Try it:
If an entry includes an image, drop the image and copy the rest verbatim.

━━━━━ Extracted records ━━━━━

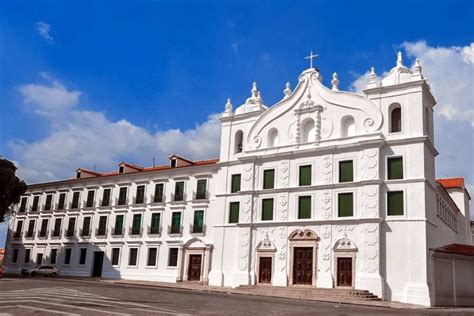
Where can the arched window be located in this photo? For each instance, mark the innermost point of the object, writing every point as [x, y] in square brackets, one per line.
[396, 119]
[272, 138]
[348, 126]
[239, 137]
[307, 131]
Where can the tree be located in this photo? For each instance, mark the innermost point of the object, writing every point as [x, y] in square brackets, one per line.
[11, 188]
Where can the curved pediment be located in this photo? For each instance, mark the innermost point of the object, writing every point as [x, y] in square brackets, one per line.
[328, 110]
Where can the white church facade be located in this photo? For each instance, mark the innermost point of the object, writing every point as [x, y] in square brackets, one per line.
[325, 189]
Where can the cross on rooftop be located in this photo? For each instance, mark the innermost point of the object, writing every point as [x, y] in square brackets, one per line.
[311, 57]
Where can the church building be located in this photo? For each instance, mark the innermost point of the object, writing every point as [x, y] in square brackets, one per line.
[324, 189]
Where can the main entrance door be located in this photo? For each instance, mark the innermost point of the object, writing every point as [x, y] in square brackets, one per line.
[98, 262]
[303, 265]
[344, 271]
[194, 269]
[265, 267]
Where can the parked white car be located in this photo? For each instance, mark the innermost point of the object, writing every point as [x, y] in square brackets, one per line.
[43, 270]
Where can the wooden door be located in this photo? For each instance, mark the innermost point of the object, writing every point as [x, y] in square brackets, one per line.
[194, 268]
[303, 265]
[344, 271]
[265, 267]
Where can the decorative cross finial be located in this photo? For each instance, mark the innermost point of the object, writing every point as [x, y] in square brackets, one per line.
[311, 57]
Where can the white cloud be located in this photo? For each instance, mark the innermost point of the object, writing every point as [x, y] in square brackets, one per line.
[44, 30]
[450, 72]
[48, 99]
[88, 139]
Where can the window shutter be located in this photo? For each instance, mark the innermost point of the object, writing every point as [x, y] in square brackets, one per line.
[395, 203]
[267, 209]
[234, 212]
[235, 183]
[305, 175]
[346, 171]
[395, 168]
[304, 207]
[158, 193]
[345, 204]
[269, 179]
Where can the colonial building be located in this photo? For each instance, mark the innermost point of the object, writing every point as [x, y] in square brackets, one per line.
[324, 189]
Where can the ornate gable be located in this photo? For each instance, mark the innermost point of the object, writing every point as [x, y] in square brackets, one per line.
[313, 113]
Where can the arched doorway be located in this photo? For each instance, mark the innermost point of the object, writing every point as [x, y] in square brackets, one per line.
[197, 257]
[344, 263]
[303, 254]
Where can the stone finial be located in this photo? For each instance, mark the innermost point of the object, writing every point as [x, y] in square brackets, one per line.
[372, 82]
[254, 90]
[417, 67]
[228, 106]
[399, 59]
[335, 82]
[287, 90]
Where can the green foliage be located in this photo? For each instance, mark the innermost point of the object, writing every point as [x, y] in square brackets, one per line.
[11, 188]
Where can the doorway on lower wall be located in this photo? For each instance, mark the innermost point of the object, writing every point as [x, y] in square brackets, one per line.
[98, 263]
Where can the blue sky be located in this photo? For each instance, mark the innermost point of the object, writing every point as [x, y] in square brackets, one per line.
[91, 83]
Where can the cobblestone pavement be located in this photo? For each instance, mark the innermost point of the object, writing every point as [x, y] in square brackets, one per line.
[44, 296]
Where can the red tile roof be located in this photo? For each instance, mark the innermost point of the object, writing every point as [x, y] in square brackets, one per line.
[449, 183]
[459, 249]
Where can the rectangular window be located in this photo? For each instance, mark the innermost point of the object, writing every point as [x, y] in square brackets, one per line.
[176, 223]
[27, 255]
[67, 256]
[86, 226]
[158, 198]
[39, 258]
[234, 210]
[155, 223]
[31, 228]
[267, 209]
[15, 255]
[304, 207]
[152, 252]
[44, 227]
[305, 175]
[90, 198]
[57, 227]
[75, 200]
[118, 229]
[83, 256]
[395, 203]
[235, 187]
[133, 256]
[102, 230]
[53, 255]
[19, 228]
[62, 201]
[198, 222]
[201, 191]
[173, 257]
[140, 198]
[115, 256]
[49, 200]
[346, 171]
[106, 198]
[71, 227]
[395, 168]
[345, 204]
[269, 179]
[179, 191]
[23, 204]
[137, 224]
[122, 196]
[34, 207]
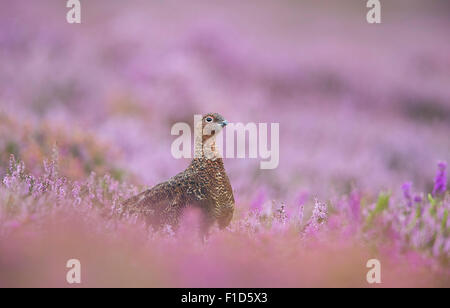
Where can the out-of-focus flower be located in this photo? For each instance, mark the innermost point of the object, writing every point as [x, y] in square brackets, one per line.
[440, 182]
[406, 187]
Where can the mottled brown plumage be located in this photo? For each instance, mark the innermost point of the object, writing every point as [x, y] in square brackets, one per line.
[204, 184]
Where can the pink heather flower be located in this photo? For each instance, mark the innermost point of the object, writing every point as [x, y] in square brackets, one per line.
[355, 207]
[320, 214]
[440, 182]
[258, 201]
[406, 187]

━━━━━

Exercise solution:
Where can the arched window be located in this photo? For each instance, mark the innermost point of the object, writing every point as [x, y] in square brackets, one per line.
[396, 119]
[272, 138]
[348, 126]
[239, 137]
[307, 131]
Where can the tree be located in this photo? For each instance, mark the innermost point of the object, writing every point as [x, y] in square brackets, one per line.
[11, 188]
Where can the curved pediment be located in this photo? For each instance, mark the innermost point of the object, writing every point as [x, y] in square brackets, one per line.
[328, 110]
Where can the white church facade be located in this photo? For each instance, mark the innermost point of the object, writing every point as [x, y] in square brackets, one per line.
[325, 189]
Where can the cross on rooftop be located in this photo? For each instance, mark the innermost point of the object, writing every point as [x, y] in square brackets, one per line.
[311, 57]
Where can the church building be located in this photo? For each instance, mark the innermost point of the object, writing every point as [x, y] in square brackets, one per line.
[324, 189]
Where can the main entrance door be located in this photo? For each instance, mark the innermost point of the object, writing every point as [x, y] in square brackets, one per line.
[98, 262]
[303, 265]
[344, 271]
[194, 269]
[265, 267]
Where can the parked white car be located in this photo? For each instance, mark the innermost point of the object, writing every point as [x, y] in square brackets, one per line.
[43, 270]
Where can the wooden door be located in this photo? For each instance, mark the innermost point of the object, writing every point as [x, y] in square brackets, one per line.
[194, 268]
[303, 265]
[344, 271]
[265, 267]
Where can the decorative cross finial be located in this photo? For each instance, mark the innermost point of the object, writing every point as [x, y] in square brackets, one per line.
[311, 57]
Where can the white cloud be located in this photo? For each instance, mark the innermost point of the object, writing every point as [x, y] in square brackets, one per line.
[44, 30]
[450, 72]
[48, 99]
[88, 139]
Where can the window shutter be located in this photo? For each instance, mark the innermost point of the object, writing every point as [x, y] in square brackets, one per line.
[395, 203]
[267, 209]
[234, 212]
[235, 183]
[305, 175]
[346, 171]
[395, 168]
[304, 207]
[158, 193]
[345, 204]
[269, 179]
Where can the colonial building be located in this photo? For each instance, mark the innermost point of the object, writing every point as [x, y] in square brackets, one per line.
[324, 189]
Where can the ornate gable be located in this photo? For each instance, mark the innermost point of the object, writing every point as [x, y] in square brackets, one per line.
[313, 113]
Where can the arched doorway be located in this photo? For each instance, mark the innermost point of the object, writing every point as [x, y] in square brackets, one per line.
[197, 257]
[344, 263]
[303, 254]
Where can the stone finial be located in this photo? For each instance, mark the innermost point of the object, writing every point as [x, y] in square brackets, one per line.
[372, 82]
[254, 90]
[417, 67]
[228, 106]
[399, 59]
[335, 82]
[287, 90]
Where can the green foliage be located in this photo? For each instance, mark the innermost point of the object, writing every point as [x, y] in square brackets, one per line.
[11, 188]
Where can the doorway on lower wall be located in this photo? For each instance, mark the innermost point of the object, writing every point as [x, y] in square brackets, one per line.
[98, 263]
Where can the blue sky be located in this photo? For each instance, mark the innermost point of the object, writing every point as [x, y] in square brackets, one per line.
[91, 83]
Where can the cobblestone pavement be located in this photo? For each instance, mark the innermost point of the object, writing every point as [x, y] in square brackets, one per line.
[44, 296]
Where can the red tile roof be located in this photo? For each instance, mark the innermost point of the object, writing every point as [x, y] in square brackets, one per line.
[449, 183]
[459, 249]
Where can the rectangular window be located in this photo? For each instance, mark the innermost point of the object, writing every point as [x, y] in square brackets, one per line.
[176, 223]
[27, 255]
[67, 256]
[86, 226]
[158, 198]
[39, 258]
[234, 210]
[155, 223]
[31, 228]
[267, 209]
[15, 255]
[304, 207]
[152, 252]
[44, 227]
[305, 175]
[90, 198]
[57, 227]
[75, 200]
[118, 229]
[83, 256]
[395, 203]
[235, 187]
[133, 256]
[102, 230]
[53, 255]
[19, 228]
[62, 201]
[198, 222]
[201, 191]
[173, 257]
[140, 198]
[115, 256]
[49, 200]
[346, 171]
[106, 198]
[71, 227]
[395, 168]
[345, 204]
[269, 179]
[179, 191]
[23, 204]
[137, 224]
[122, 196]
[34, 207]
Where can the out-of-focus flower be located in this photo? For each instance, mark the innermost point of the object, writing every point as [x, y] in square brackets, one per line.
[440, 182]
[406, 187]
Where can the mottled brown plumage be located in this photo? For each instance, mark the innermost point of the object, writing every point as [x, y] in square brackets, one per line.
[204, 184]
Where can the pink heather flower be located in this photo? For each instance, mark the innermost point of the object, writing every point as [x, y] in square brackets, one per line.
[355, 207]
[320, 214]
[440, 182]
[258, 201]
[406, 187]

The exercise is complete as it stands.